Przejdź do głównych treściPrzejdź do wyszukiwarkiPrzejdź do głównego menu

Ktoś cieszy się z twoich kosmetyków?

Chyba nie ma takiej osoby, która nie przechodziłaby drogi przez mękę podczas pakowania bagażu na drogę. Staramy się jak możemy, żeby przestrzegać zaleceń i rozporządzeń, a jednak czasami zdarzy się, że coś nam wyjmą z torby podróżnej. Gdzie to wszystko trafia?


Z jednej strony, mniej więcej wiemy, co możemy zapakować do bagażu podręcznego, żeby bez problemu wnieść go na pokład samolotu. Z drugiej strony, pełne gabloty z przedmiotami zarekwirowanymi przy odprawie wskazują, że jednak znajdują się niefrasobliwi pasażerowie. – Pakowaliśmy się jak zwykle w stresie, bo to było w pierwszym tygodniu stycznia, tuż po świętach, więc mieliśmy kilka spóźnionych prezentów do zabrania. Walizka, jak zwykle, już po kilku chwilach okazała się za ciężka, więc musieliśmy jakoś zapakować bagaż podręczny. – opowiada Marta, która razem z narzeczonym leciała na kilka dni do Polski. – Kiedy moja torba przejechała przez rentgena, okazało się, że coś w niej znaleziono i musiałam ją otworzyć. Byłam wściekła na siebie samą, bo przez przypadek zapakowałam do bagażu podręcznego perfumy. Nie zwróciłam na nie wcześniej uwagi, bo były już zawinięte, kiedy pakowałam torbę. Musiałam je wyjąć i zostawić na lotnisku. A szkoda, bo trochę one kosztowały – dodaje. Marta nie jest osamotniona w swojej złości, ale jak sama zaznaczyła: złości na siebie samą. – Ja musiałam oddać płyn do kąpieli, który miałam w bagażu podręcznym. To była część zestawu, oryginalnie zapakowanego, w którym znajdował się też niewielki ręczniczek. Butelka była za duża, znacznie ponad dozwolone 100 ml i niestety, musiałam się z nią pożegnać. Po prostu musiałam otworzyć torbę, wyjąć butelkę i patrzeć jak ląduje w wielkim pojemniku. Do domu przywiozłam jedynie ten maleńki ręczniczek, który mi został z całości – dorzuca pani Marzena. W takich sytuacjach wielu pasażerów zaczyna się zastanawiać, co potem dzieje się z tymi wszystkimi rzeczami, które łącznie mogą być warte całkiem spore pieniądze. – Mówią, że wyrzucają, że wszystko idzie do kosza i że potem jest niszczone, ale pewnie potem ktoś to przebiera i po prostu zabiera sobie do domu? Nie uwierzę, że niszczy się takie rzeczy jak perfumy, maści, rzeczy codziennego użytku, które są oryginalnie zapakowane i widać, że są wartościowe – zastanawia się Dominika. – Przypuszczam, że alkohol i papierosy też nie są ani wylewane, ani niszczone, nawet komisyjnie – dodaje Piotr.

**Treść polecenia 1**
Znajdź w rekordach wszystkie wiersze, w których występuje ciąg „brown”, i przepisz je.

**Zebrane dane**
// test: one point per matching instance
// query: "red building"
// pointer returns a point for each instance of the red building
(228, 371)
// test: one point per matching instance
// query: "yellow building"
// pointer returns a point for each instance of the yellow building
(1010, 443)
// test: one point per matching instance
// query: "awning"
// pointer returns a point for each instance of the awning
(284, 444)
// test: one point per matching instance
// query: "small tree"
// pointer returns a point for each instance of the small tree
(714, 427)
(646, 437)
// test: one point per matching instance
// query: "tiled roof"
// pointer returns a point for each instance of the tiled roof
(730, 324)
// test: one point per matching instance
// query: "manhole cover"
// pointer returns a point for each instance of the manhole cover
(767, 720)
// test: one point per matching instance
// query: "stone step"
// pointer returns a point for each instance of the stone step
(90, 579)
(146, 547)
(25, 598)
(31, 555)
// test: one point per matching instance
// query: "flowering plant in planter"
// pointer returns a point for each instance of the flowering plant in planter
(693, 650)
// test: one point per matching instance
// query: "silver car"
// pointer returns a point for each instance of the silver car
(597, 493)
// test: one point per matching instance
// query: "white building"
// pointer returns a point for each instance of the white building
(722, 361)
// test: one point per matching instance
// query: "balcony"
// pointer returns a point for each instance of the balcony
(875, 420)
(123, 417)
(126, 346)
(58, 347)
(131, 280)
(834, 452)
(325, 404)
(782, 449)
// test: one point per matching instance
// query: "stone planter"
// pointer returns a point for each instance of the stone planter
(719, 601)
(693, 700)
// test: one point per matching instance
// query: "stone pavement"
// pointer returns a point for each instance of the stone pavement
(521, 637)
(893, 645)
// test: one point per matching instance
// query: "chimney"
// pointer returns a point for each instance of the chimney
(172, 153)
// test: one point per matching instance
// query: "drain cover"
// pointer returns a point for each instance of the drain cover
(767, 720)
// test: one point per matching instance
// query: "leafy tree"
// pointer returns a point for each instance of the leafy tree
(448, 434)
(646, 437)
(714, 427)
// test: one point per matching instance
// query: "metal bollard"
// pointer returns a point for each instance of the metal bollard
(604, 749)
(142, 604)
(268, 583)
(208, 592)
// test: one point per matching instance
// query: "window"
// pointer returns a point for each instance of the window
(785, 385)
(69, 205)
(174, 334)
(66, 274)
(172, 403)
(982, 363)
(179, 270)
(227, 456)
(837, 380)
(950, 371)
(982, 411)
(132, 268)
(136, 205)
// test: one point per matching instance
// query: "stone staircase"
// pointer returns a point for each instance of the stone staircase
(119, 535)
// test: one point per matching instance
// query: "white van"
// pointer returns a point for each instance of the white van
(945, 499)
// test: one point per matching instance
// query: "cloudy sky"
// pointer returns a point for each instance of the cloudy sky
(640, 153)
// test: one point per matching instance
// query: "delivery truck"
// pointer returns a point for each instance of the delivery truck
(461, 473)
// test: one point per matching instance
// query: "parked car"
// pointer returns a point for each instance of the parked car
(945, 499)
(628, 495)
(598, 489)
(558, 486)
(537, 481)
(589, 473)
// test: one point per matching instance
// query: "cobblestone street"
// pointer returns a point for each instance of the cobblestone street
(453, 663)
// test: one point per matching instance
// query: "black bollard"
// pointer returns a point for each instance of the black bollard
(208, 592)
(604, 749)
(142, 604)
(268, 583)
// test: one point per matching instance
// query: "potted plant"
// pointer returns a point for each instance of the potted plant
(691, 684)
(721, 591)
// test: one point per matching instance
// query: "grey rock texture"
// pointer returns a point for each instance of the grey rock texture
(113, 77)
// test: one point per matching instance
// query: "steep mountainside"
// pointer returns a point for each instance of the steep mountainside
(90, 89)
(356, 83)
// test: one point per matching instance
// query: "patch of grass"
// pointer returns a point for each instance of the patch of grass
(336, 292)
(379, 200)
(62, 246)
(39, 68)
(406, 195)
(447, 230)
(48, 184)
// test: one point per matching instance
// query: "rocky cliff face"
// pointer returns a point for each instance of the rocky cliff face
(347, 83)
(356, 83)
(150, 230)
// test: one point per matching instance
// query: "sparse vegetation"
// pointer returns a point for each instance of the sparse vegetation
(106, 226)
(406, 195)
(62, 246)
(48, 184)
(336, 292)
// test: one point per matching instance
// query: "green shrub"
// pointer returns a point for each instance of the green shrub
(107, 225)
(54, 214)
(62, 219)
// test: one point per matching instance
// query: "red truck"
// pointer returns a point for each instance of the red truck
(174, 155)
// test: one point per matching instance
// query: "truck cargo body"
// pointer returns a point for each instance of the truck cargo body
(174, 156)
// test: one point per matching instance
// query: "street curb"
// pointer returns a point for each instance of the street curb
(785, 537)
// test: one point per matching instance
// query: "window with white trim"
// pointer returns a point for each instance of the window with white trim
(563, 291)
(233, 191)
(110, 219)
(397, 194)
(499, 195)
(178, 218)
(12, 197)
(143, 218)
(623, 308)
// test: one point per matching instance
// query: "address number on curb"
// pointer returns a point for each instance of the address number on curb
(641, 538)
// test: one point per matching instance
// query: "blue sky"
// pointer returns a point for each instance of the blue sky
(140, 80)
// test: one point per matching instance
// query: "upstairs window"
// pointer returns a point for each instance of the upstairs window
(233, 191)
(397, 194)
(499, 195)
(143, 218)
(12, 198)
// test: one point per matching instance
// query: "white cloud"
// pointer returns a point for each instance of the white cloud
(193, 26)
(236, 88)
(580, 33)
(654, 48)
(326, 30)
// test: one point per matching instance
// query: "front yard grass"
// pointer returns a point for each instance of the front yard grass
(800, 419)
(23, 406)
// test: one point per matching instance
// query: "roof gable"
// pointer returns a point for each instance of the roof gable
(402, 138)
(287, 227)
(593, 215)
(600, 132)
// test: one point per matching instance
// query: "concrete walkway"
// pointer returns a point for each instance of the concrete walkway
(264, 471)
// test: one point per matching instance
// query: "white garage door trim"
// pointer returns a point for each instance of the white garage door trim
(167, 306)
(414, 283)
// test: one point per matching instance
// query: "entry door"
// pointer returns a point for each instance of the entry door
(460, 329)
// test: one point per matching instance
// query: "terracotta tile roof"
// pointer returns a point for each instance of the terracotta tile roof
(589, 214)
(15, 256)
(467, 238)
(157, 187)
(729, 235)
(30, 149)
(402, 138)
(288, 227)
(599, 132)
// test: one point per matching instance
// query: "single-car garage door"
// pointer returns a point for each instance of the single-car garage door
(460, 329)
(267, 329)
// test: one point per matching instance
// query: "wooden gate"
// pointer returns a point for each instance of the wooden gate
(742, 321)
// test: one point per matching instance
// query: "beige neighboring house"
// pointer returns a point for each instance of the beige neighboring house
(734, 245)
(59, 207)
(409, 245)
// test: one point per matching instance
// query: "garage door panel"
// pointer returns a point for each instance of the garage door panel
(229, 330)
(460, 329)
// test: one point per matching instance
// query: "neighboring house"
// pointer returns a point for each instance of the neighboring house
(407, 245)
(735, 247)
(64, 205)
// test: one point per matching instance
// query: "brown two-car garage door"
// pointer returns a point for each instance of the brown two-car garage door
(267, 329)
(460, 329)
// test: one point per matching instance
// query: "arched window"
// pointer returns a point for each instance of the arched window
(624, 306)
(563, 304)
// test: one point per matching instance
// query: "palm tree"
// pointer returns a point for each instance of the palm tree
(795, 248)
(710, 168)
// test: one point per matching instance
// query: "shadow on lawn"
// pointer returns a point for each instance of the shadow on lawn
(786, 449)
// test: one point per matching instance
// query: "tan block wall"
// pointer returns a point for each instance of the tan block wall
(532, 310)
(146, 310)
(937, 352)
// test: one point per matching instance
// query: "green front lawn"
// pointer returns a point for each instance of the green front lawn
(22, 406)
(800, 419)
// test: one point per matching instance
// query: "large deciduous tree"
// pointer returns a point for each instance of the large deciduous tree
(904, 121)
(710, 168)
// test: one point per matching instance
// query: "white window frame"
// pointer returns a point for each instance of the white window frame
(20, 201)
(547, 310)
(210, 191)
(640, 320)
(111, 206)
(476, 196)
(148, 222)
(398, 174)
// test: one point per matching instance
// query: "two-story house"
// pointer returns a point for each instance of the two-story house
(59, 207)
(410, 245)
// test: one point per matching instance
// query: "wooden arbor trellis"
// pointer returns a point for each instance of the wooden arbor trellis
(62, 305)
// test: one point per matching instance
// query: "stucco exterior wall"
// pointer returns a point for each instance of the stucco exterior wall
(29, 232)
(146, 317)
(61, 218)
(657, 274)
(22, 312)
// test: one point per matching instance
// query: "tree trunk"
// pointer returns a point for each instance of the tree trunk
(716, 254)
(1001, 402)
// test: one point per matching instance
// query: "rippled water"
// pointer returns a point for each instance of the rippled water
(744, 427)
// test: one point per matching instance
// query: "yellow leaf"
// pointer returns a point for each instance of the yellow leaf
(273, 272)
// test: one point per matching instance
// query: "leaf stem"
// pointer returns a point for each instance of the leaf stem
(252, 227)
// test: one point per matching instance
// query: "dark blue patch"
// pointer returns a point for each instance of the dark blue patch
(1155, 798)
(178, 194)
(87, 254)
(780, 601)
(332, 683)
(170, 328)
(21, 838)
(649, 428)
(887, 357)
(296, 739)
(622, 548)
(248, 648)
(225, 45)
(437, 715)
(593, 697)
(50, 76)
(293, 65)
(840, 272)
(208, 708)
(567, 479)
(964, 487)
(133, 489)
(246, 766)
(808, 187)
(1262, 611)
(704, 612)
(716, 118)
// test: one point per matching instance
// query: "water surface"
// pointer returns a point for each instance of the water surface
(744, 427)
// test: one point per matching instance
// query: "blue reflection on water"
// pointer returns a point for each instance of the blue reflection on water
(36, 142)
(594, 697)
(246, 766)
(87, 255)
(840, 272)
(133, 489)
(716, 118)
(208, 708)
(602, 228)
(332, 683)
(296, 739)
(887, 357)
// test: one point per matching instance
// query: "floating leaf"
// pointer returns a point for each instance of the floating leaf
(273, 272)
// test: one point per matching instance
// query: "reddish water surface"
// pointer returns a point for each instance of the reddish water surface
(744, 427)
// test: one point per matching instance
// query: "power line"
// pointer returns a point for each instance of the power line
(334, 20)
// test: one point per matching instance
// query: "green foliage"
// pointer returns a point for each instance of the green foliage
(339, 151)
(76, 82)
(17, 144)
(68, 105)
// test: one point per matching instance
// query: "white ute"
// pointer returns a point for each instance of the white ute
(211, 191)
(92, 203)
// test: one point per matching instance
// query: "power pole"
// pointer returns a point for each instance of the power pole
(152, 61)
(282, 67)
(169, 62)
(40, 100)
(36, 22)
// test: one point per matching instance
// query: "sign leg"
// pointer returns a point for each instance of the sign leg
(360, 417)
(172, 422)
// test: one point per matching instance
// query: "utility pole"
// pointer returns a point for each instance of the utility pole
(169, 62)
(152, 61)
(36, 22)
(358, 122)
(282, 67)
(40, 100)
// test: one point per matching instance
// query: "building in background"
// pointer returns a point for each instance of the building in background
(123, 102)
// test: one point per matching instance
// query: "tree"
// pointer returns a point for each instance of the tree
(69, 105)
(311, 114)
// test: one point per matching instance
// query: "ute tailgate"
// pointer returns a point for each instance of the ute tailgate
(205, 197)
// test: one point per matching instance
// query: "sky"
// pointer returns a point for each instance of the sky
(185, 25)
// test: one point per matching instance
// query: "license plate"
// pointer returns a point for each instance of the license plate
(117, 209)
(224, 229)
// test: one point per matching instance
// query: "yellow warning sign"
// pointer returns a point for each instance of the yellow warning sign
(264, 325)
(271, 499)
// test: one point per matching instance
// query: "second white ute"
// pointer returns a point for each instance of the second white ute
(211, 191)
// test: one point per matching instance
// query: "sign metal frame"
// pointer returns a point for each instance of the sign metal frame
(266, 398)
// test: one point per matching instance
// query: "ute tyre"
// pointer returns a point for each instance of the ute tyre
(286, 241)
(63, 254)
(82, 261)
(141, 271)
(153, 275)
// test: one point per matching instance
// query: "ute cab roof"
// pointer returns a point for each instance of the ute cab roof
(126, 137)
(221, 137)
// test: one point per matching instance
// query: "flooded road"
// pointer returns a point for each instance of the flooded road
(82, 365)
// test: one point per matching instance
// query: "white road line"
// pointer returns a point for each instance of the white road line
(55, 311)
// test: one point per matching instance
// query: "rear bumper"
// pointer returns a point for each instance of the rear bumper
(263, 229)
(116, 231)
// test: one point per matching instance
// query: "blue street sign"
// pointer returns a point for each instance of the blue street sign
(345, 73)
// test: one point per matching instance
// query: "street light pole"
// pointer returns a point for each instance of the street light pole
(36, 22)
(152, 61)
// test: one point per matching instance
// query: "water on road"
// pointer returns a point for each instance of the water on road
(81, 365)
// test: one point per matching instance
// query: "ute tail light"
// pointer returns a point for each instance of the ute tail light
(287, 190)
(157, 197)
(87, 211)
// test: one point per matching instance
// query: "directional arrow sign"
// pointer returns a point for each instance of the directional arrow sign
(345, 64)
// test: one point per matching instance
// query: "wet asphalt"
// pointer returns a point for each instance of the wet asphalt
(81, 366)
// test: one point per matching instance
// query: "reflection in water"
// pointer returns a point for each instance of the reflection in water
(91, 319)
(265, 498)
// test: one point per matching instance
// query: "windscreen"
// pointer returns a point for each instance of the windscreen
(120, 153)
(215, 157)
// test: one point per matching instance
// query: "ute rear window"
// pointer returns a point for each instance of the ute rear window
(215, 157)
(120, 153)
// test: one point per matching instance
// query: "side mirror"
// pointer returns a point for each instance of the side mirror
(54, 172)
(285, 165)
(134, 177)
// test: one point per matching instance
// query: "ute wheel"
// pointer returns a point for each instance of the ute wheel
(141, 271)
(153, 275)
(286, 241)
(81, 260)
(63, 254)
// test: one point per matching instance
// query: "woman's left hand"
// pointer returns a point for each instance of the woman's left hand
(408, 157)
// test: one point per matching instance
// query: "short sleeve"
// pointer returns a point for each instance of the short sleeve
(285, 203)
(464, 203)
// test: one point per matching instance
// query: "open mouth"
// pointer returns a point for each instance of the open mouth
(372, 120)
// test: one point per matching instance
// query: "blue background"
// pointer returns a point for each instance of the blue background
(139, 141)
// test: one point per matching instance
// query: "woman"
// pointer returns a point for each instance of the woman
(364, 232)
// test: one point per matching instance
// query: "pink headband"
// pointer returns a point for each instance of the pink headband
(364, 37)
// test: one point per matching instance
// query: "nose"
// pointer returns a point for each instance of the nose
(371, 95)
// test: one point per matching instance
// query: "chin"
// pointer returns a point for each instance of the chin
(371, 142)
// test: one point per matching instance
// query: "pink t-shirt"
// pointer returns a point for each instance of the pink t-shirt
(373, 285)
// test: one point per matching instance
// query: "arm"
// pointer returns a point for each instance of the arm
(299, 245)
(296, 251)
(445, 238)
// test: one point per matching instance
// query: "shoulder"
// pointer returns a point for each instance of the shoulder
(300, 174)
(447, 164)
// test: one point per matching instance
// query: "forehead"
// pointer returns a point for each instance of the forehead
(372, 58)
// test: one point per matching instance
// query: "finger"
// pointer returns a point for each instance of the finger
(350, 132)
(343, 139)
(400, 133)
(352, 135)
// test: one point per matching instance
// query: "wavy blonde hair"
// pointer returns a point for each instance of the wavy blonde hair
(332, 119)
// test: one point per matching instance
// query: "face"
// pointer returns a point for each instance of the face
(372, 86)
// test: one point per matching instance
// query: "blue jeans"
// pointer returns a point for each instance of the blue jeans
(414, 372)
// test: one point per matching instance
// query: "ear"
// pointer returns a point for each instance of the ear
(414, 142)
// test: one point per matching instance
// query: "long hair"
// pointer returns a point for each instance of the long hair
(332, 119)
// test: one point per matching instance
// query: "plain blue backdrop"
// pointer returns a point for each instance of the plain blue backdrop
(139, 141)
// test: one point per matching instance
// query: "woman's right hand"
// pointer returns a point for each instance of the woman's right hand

**Treść polecenia 2**
Przepisz dokładnie z tekstu o rzeczach odbieranych pasażerom na lotnisku fragment, który zaczyna się od słów „Przejdź do głównych”, a kończy na słowach „to wszystko trafia?”.

**Wynik ćwiczenia 1**
// query: "brown two-car garage door"
// pointer returns a point for each instance of the brown two-car garage door

**Wynik ćwiczenia 2**
Przejdź do głównych treściPrzejdź do wyszukiwarkiPrzejdź do głównego menu

Ktoś cieszy się z twoich kosmetyków?

Chyba nie ma takiej osoby, która nie przechodziłaby drogi przez mękę podczas pakowania bagażu na drogę. Staramy się jak możemy, żeby przestrzegać zaleceń i rozporządzeń, a jednak czasami zdarzy się, że coś nam wyjmą z torby podróżnej. Gdzie to wszystko trafia?